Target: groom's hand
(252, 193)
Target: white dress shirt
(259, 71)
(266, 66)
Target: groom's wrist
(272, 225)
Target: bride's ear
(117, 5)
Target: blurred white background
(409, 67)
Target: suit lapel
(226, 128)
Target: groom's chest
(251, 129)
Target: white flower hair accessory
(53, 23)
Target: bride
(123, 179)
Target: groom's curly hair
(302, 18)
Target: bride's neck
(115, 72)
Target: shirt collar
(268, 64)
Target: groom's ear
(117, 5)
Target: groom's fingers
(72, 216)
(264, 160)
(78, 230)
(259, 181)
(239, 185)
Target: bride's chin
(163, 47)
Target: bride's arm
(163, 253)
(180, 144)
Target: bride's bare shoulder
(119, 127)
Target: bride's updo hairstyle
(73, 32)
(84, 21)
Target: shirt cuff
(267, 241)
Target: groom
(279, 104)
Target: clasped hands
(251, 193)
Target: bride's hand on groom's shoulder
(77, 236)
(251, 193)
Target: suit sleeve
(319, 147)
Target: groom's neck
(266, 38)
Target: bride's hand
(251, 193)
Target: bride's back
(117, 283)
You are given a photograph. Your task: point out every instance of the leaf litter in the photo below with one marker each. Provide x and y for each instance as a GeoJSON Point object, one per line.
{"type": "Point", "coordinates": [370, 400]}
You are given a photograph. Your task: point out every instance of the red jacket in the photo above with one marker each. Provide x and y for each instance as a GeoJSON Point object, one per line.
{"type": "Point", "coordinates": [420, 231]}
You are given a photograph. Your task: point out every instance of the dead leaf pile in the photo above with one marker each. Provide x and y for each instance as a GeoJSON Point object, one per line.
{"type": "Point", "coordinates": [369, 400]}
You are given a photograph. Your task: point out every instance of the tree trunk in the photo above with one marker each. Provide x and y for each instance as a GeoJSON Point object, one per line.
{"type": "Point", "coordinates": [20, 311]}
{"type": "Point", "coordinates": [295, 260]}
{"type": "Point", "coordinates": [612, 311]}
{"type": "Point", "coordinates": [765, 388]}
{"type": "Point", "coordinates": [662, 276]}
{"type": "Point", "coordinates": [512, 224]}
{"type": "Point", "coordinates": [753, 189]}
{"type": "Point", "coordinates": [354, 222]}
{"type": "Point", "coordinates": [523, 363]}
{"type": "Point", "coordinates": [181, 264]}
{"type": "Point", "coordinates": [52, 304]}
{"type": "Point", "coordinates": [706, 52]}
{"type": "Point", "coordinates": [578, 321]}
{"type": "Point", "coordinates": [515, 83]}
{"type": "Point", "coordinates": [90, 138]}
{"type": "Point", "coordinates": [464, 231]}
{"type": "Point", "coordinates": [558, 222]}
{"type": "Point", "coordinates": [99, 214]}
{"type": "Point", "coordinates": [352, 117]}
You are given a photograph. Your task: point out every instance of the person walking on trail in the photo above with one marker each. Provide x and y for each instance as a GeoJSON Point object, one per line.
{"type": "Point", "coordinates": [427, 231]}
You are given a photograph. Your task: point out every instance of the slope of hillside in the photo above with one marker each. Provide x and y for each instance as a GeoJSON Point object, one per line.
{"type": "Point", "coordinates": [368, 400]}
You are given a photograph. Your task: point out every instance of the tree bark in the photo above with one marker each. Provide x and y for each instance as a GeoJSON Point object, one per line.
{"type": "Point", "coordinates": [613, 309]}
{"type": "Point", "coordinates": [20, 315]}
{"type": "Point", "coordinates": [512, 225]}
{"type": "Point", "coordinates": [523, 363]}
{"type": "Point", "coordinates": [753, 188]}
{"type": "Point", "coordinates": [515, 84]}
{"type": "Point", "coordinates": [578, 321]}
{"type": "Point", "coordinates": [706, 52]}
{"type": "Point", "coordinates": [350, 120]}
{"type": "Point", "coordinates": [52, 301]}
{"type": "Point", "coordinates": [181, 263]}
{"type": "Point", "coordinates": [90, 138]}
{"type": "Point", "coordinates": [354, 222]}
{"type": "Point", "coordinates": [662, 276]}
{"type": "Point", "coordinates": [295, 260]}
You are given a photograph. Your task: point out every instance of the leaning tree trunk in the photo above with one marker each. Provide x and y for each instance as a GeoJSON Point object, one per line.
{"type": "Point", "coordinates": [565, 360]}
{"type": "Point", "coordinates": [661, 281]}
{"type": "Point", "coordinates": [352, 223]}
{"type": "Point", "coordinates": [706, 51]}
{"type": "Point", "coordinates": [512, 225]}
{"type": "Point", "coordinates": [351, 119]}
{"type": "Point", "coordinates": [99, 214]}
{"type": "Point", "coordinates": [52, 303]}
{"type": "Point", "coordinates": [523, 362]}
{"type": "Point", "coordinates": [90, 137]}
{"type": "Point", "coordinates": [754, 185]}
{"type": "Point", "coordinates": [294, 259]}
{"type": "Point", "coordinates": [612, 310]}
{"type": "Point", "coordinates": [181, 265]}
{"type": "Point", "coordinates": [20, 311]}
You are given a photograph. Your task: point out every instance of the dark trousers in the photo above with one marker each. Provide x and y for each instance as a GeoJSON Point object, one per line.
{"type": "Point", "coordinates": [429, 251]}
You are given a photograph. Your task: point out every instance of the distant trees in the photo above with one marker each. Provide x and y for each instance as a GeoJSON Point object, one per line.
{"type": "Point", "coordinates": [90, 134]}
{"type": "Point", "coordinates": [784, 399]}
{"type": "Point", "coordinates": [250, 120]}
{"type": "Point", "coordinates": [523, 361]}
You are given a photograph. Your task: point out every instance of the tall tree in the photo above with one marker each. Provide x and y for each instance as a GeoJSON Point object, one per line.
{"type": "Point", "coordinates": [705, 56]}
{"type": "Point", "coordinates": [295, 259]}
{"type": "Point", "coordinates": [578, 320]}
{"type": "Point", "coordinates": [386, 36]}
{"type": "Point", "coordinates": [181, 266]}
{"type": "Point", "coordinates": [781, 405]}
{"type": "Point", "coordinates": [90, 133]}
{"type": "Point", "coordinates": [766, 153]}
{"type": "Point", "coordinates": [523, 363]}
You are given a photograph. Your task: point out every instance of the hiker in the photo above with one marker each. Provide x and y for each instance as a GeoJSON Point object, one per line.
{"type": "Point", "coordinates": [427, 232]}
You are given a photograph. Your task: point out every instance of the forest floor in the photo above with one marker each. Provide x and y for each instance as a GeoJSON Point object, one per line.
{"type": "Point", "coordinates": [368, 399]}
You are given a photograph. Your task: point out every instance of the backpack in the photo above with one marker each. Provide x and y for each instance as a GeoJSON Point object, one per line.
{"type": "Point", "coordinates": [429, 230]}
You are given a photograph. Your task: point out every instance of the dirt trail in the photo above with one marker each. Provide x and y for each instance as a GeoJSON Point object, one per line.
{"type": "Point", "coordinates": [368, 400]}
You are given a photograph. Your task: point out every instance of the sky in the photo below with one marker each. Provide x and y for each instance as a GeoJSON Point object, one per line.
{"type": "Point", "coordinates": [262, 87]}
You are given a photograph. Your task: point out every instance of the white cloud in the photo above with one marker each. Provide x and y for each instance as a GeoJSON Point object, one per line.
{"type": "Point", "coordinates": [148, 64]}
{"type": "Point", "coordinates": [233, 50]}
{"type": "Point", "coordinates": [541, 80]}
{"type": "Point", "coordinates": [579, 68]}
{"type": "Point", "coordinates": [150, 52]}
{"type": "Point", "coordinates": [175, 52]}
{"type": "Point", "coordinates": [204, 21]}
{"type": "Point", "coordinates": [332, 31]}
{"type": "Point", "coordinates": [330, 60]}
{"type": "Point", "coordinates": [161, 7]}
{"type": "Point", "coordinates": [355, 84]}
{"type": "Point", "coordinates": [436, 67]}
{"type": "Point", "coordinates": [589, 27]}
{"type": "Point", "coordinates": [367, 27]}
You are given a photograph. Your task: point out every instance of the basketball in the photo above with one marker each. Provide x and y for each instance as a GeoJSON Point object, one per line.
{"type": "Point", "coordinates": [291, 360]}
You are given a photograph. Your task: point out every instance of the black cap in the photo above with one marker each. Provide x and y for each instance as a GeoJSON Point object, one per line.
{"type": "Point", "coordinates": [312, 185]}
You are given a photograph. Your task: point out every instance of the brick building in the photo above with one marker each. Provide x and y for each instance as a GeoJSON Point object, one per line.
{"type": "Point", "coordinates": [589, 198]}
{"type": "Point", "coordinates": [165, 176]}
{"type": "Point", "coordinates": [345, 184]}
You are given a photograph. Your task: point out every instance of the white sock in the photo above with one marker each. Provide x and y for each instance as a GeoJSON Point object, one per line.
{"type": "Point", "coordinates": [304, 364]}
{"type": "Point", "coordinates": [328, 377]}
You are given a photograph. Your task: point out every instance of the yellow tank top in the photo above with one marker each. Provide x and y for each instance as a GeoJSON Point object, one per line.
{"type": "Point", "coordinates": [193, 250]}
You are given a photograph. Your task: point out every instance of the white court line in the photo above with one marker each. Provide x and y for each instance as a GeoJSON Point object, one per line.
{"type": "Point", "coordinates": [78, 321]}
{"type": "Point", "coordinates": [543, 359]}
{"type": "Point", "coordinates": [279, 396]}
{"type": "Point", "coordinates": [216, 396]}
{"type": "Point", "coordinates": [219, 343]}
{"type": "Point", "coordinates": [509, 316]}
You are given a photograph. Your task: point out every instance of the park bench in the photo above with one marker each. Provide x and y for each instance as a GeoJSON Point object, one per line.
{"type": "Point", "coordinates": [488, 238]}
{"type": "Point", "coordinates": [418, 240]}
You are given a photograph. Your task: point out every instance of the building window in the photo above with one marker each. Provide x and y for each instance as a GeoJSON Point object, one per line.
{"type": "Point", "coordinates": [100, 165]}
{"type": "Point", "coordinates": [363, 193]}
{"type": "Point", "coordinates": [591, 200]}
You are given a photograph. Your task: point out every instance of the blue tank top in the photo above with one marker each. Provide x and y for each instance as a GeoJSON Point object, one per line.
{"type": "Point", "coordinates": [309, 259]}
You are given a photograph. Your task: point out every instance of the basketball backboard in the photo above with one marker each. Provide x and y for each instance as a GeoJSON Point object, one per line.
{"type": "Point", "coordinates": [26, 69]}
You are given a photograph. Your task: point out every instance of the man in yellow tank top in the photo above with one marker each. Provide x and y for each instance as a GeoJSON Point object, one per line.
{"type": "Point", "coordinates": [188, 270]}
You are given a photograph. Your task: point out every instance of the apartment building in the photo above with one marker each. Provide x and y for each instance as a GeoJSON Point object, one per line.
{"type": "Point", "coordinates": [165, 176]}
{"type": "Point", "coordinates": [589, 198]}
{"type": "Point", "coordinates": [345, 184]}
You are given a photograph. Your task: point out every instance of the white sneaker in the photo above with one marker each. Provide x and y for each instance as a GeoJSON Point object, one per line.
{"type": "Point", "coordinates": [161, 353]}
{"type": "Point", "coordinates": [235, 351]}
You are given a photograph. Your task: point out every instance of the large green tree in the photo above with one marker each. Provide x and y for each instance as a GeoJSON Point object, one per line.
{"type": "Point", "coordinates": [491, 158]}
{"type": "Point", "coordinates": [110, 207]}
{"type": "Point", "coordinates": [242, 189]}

:: Stated exercise ::
Repeat exactly the lines from the one containing "of the building" through the last line of the records above, both included, and nothing else.

:: Exercise answer ::
You are given a photograph. Your task: point out every instance of the building window in the photo above with one marker each. Provide x and y for each instance as a GeoJSON Point object, one per line.
{"type": "Point", "coordinates": [100, 165]}
{"type": "Point", "coordinates": [363, 193]}
{"type": "Point", "coordinates": [591, 200]}
You are given a photograph. Your task: point out every instance of the blue tank top in the photo above with one marker each. Provide x and y for each instance as a GeoJSON Point object, one per line.
{"type": "Point", "coordinates": [309, 259]}
You are given a photograph. Your task: point out every instance of the basketball backboard in the photo above with one marker each. Provide x and y for each instance as a GeoJSON Point object, one per line.
{"type": "Point", "coordinates": [26, 69]}
You are given a photograph. Your task: point out every instance of the man in yellow tank top in the photo above with one marker each. Provide x and y for each instance as a GeoJSON Point object, one per line.
{"type": "Point", "coordinates": [188, 270]}
You are given a photograph. Your task: point out every instance of the apartment building in the photo above with one marker each. Provide x and y for each instance as a GeoJSON Point object, one per line.
{"type": "Point", "coordinates": [165, 176]}
{"type": "Point", "coordinates": [589, 198]}
{"type": "Point", "coordinates": [345, 184]}
You are given a photograph. Your task: point out every instance of the white sneaker in the photo above with one marker each. Provide x and y for each instance as a GeoJSON Point object, one per line.
{"type": "Point", "coordinates": [161, 353]}
{"type": "Point", "coordinates": [235, 351]}
You are given a photograph. Your task: point out every instance of the large green tree in the photo above with one marker each. Provide x and y for each instance as a GeoJSON Point object, one per line.
{"type": "Point", "coordinates": [491, 158]}
{"type": "Point", "coordinates": [110, 207]}
{"type": "Point", "coordinates": [242, 189]}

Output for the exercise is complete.